**Goal**
Answer these about the link roundup below:
1. Which site is described as a site for financial models?
2. According to the Y Combinator Posthaven entry, how many companies have been funded?
3. What price did bitcoin surge past, according to the BitBeat headline?

**Quoted text**
####

Time to flush all those tabs again. Some interesting stuff I bumped into recently-ish.

Finance

• There’s a blockchain for that!: The rise and rise of the blockchain…
• Crypto 2.0–And Other Misconceptions: … but maybe we are getting a bit ahead of ourselves, and bitcoin is really what matters!
• How the Bitcoin protocol actually works: Gory details of bitcoin's internals. Must say that the Bitcoin book already provides a pretty good explanation, but interesting nonetheless.
• BitBeat: Bitcoin Surges Past $400 on Back of the New ‘Shining Star’: Bitcoin is up again! Rollercoaster ride?
• ModVal: How cool is that, a site for financial models.

Startups et. al.

• The Shape of Things to Come: Jonathan Ive seems like a cool fellow, actually. Even though I'm not much of an apple fan.
• Y Combinator Posthaven: thoughts from the combinator. 1000 companies funded!
• The Future of Firms. Is There an App for That?: What does it mean to be a company in this world of change?

####

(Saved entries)
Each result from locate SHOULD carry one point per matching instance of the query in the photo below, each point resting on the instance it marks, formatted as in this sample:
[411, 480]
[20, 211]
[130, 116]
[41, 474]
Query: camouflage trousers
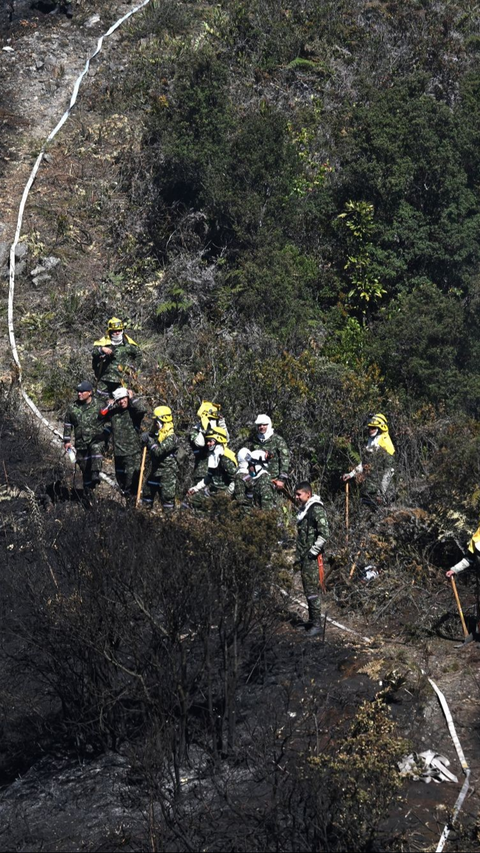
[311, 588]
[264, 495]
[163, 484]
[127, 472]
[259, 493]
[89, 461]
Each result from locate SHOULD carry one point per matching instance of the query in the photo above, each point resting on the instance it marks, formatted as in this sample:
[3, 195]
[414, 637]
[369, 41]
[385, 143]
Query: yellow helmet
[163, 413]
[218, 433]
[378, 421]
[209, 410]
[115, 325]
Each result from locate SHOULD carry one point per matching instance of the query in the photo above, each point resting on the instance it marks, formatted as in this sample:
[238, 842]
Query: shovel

####

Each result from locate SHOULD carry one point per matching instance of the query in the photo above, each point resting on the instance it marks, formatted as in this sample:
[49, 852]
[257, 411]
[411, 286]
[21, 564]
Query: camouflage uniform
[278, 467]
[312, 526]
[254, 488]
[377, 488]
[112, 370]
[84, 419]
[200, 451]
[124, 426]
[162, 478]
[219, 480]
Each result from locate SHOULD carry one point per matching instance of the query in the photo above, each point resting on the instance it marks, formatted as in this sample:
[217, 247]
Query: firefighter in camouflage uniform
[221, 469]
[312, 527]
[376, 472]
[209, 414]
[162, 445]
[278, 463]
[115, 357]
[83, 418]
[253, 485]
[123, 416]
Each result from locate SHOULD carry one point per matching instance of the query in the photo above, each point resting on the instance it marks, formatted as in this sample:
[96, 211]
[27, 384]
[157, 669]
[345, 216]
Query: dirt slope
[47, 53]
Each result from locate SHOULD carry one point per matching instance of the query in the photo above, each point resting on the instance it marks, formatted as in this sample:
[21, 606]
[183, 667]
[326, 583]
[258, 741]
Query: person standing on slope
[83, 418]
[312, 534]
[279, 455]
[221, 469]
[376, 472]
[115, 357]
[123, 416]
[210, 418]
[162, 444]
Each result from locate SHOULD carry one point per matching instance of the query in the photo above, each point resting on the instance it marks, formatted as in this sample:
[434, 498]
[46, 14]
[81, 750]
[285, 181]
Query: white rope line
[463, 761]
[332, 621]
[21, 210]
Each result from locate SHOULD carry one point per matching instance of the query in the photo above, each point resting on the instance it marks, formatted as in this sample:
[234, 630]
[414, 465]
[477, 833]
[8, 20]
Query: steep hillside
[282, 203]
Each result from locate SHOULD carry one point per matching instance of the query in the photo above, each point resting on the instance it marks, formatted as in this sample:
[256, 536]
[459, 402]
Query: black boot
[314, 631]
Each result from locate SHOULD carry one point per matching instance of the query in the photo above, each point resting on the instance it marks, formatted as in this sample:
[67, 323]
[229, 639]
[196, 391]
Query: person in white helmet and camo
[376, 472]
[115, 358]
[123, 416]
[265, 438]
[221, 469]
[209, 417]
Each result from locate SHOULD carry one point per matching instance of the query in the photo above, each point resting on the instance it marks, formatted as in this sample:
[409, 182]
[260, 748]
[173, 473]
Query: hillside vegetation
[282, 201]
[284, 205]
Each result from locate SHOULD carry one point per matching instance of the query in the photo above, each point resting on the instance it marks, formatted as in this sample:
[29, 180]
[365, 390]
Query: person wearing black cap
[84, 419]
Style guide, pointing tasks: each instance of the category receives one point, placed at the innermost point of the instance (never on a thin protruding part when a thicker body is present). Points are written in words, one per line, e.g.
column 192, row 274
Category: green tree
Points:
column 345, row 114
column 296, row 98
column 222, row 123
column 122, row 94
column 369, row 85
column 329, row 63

####

**In response**
1. ModVal
2. 1000
3. $400